## What needs to be done:
Copy each of the following lines word for word, with no changes.

## Material provided:
○ ○ ○ ○ ○ ○ ○

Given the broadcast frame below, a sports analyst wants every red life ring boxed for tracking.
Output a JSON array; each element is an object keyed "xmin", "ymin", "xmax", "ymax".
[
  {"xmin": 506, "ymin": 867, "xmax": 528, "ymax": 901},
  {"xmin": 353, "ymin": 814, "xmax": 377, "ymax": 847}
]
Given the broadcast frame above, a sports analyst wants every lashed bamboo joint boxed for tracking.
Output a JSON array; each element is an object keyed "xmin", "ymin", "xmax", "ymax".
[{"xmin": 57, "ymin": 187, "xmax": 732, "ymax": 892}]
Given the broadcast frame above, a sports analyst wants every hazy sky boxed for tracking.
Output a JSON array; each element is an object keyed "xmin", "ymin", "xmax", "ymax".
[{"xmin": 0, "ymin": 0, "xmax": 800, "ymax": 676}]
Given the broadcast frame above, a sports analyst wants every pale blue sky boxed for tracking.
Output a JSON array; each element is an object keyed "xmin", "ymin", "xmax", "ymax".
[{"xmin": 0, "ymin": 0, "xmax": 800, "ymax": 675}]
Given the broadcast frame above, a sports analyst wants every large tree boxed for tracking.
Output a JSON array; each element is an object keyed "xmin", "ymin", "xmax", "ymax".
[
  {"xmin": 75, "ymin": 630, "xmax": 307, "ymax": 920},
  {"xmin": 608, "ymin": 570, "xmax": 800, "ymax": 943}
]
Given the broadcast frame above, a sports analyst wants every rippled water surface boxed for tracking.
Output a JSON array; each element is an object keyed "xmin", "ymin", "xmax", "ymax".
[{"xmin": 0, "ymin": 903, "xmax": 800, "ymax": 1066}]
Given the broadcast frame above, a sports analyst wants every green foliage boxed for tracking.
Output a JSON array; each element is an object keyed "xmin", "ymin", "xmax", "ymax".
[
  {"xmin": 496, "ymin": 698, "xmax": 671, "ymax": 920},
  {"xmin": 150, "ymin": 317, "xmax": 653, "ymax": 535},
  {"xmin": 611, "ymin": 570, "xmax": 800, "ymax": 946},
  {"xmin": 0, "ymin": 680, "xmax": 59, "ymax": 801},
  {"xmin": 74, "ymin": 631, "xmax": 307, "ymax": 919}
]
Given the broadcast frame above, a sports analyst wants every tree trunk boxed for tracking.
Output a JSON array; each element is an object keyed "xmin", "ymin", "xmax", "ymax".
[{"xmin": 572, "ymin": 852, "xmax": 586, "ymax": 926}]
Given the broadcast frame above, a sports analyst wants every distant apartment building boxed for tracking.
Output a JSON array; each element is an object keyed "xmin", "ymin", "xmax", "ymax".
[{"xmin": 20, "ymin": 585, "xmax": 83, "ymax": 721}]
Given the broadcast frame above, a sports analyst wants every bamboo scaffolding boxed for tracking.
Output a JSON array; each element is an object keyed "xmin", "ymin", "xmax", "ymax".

○ ○ ○ ○ ○ ○ ○

## Exercise solution:
Given the broadcast frame below, a sports analyst wants every red life ring boxed for tracking.
Output a JSON array; each element is an object keyed "xmin", "ymin", "xmax", "ymax".
[
  {"xmin": 506, "ymin": 867, "xmax": 528, "ymax": 901},
  {"xmin": 353, "ymin": 814, "xmax": 377, "ymax": 847}
]
Given the broadcast frame above, a sports analyst wants every lashed bamboo joint boxed for tracking.
Output a JSON array; each element is an object keyed "xmin", "ymin", "xmax", "ymax".
[{"xmin": 57, "ymin": 187, "xmax": 732, "ymax": 892}]
Given the broadcast frame above, a sports analyst wants every hazy sky boxed for tracking.
Output a JSON array; each element is an object keyed "xmin", "ymin", "xmax", "ymax".
[{"xmin": 0, "ymin": 0, "xmax": 800, "ymax": 676}]
Given the broadcast frame above, a sports analyst wants every pale blue sky boxed for tracking.
Output a JSON array; each element is an object keyed "xmin", "ymin", "xmax", "ymax".
[{"xmin": 0, "ymin": 0, "xmax": 800, "ymax": 675}]
Given the broadcast frame above, a sports analyst wants every large tree boxed for tracking.
Output a JSON array; each element is an object keyed "xmin", "ymin", "xmax", "ymax".
[
  {"xmin": 75, "ymin": 630, "xmax": 307, "ymax": 920},
  {"xmin": 608, "ymin": 570, "xmax": 800, "ymax": 943}
]
Given the broadcast frame above, a sports analyst wants every rippled water surface boxed for tracking.
Output a JSON array; each element is an object keyed "xmin", "ymin", "xmax", "ymax".
[{"xmin": 0, "ymin": 903, "xmax": 800, "ymax": 1066}]
Given the broadcast frame above, a sports analyst wants every green foliage boxed for tracking.
Output a JSON array; each element is an object keyed "xmin", "ymin", "xmax", "ymax".
[
  {"xmin": 496, "ymin": 698, "xmax": 671, "ymax": 920},
  {"xmin": 150, "ymin": 317, "xmax": 653, "ymax": 535},
  {"xmin": 611, "ymin": 570, "xmax": 800, "ymax": 946},
  {"xmin": 0, "ymin": 680, "xmax": 59, "ymax": 801},
  {"xmin": 74, "ymin": 631, "xmax": 307, "ymax": 919}
]
Given the broadcast frame above, a sports analyst wants every tree trunk boxed for tracking.
Output a JSON array; each element is an object keyed "xmin", "ymin", "xmax", "ymax".
[{"xmin": 572, "ymin": 852, "xmax": 586, "ymax": 926}]
Given the broadcast frame above, a sports analyst wants every distant apartment building boxed for tracking.
Output a JSON array; each element is an object keyed "xmin", "ymin", "xmax", "ymax".
[{"xmin": 20, "ymin": 585, "xmax": 83, "ymax": 721}]
Given the broadcast frame above, a sports analyst wants every bamboo scaffolding boxed for tracking.
Output a JSON array; each element is an object keyed "xmin", "ymin", "xmax", "ymax".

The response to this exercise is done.